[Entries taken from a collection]
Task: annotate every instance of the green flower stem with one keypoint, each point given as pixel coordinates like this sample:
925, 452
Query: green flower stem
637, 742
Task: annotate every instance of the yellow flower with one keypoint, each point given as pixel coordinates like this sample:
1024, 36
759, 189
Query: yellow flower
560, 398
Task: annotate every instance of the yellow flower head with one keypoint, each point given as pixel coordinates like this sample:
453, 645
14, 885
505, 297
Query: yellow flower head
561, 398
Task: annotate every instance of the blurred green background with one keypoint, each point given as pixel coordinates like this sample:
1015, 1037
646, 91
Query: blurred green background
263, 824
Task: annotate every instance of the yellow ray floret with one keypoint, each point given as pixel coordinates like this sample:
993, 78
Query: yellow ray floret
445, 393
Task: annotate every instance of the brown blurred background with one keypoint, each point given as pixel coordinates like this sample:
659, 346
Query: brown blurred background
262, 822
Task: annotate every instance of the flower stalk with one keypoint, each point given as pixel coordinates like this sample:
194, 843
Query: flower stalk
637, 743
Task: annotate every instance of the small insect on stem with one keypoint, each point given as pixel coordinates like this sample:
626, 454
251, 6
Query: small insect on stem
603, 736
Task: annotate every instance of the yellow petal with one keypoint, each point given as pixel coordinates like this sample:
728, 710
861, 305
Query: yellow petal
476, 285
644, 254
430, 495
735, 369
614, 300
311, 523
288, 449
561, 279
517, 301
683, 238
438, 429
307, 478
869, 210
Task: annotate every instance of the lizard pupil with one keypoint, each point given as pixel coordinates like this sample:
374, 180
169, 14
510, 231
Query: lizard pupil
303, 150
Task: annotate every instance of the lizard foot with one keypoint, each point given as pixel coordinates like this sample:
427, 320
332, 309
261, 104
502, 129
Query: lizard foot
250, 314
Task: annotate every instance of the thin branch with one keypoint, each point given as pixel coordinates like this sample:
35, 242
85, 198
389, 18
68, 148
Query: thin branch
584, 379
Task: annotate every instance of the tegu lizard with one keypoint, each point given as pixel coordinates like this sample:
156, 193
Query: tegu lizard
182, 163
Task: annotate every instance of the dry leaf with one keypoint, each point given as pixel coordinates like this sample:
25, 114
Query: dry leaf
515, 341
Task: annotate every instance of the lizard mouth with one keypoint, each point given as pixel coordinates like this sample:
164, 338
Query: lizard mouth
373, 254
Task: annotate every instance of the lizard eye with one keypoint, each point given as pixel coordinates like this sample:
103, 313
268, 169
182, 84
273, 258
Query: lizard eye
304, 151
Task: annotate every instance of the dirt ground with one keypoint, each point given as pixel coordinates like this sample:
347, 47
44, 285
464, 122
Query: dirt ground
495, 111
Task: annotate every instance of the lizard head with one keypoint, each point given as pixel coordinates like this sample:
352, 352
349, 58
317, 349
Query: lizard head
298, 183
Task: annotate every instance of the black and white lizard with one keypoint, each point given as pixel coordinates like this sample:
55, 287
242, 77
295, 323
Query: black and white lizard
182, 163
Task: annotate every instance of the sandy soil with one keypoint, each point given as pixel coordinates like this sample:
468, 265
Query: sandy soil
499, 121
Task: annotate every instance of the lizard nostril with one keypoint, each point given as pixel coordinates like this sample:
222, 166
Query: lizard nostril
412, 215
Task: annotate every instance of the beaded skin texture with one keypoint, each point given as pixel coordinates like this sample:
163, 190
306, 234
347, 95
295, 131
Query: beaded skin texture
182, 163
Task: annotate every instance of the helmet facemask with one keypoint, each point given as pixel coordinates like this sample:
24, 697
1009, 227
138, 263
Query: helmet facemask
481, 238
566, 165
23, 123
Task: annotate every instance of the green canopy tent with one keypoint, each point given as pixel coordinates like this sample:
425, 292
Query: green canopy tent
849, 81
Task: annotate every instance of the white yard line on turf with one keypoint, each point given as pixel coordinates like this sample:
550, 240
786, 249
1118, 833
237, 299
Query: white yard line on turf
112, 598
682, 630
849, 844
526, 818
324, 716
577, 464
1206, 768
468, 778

## PROBLEM REQUIREMENTS
Copy each entry exactly, leaving every line as it is.

## RESULT OF THE TASK
Task: annotate every instance of the green flower stem with one keypoint, each point given as pixel coordinates like this sample:
925, 452
Query: green flower stem
637, 742
Task: annotate every instance of the yellow flower with one keypoint, each point given as pixel coordinates like this sample:
1024, 36
759, 189
Query: yellow flower
560, 398
Task: annotate every instance of the yellow flower head with one keypoint, each point given as pixel coordinates like this sample:
453, 645
14, 885
505, 297
Query: yellow flower head
561, 398
Task: annotate every instance of the blurred green background with one keypoint, each point given as pixel coordinates like this sample:
1015, 1037
646, 91
Query: blurred green background
263, 824
Task: annotate every instance of the yellow ray floret with one keypoint, each point given as pixel coordinates like this sample:
993, 78
Query: yellow ray floret
445, 393
Task: annotate every instance of the brown blurred background with one keypoint, each point given as pixel coordinates like this sample:
659, 346
Query: brown blurred background
262, 822
Task: annotate every instance of the flower stalk with one keypoint, each point given as pixel coordinates like this sample:
194, 843
Query: flower stalk
637, 743
Task: annotate every instance of the small insect on stem with one keypoint, each point given as pixel coordinates like this sample:
626, 454
251, 6
Query: small insect on stem
603, 736
Task: annotate every instance of the yellow petal with one keypoint, each point given as pixel coordinates like this sample:
728, 710
861, 305
Query: yellow petal
476, 285
644, 254
430, 495
735, 369
614, 300
311, 523
288, 449
561, 279
517, 301
683, 238
438, 429
307, 478
869, 210
Task: annotate every instance of the lizard pupil with one keypoint, each point given as pixel coordinates like this sample:
374, 180
169, 14
510, 231
Query: lizard pupil
303, 150
Task: annotate every instance of the lizard foot with one keypoint, each point given as pixel coordinates like this sample:
427, 320
332, 309
261, 104
502, 129
Query: lizard foot
250, 314
Task: annotate every instance of the thin branch with one keypoint, each point given as pixel coordinates like this sample:
35, 242
85, 198
389, 18
68, 148
Query: thin branch
584, 379
Task: annotate every instance of the tegu lizard with one keypoint, each point given as pixel coordinates like this sample:
156, 193
Query: tegu lizard
182, 163
Task: annotate every instance of the dry leaf with one keypoint, each point given as pixel coordinates like this sample:
25, 114
Query: dry leaf
515, 341
Task: annotate every instance of the lizard mouth with one keypoint, each point given as pixel coordinates like this sample:
164, 338
Query: lizard mouth
373, 254
Task: annotate every instance of the lizard eye with one keypoint, each point given as pixel coordinates like this sample:
103, 313
268, 169
182, 84
273, 258
Query: lizard eye
304, 151
Task: annotate every instance of the dirt ground with one keypoint, each point given as pixel coordinates like this sample:
347, 47
44, 285
464, 122
Query: dirt ground
495, 111
Task: annotate every instance of the lizard head with one keypoint, each point given as pixel coordinates like this sample:
352, 352
349, 58
317, 349
Query: lizard head
298, 183
Task: annotate every instance of the black and white lizard with one keypoint, each point given as pixel coordinates like this sample:
55, 287
242, 77
295, 323
Query: black and white lizard
182, 163
Task: annotate every instance of the sandy soil with one keypoint, each point given as pixel coordinates like this sample:
468, 265
Query: sandy soil
499, 121
Task: annotate every instance of the lizard nostril with one keypoint, each point given as pixel coordinates like this sample:
222, 166
Query: lizard nostril
412, 215
Task: annotate every instance of the beaded skin texture with one keypoint, each point given as pixel coordinates like this sample:
163, 190
306, 234
347, 95
295, 131
Query: beaded skin texture
182, 163
Task: annotate every instance of the helmet facemask with one keypoint, each point given as pixel coordinates like this sample:
24, 697
1009, 227
138, 263
Query: helmet facemask
481, 238
566, 165
23, 123
Task: annotate every instance of the green canopy tent with one keypoint, each point given as pixel coordinates like this sample:
425, 292
Query: green canopy tent
849, 81
Task: annotate every instance of the white yard line on turf with one keypoint, each point given as pixel coordinates like this sample:
550, 240
786, 249
1118, 833
237, 299
Query: white yard line on turf
112, 598
682, 630
849, 844
526, 818
324, 716
577, 464
1206, 768
468, 778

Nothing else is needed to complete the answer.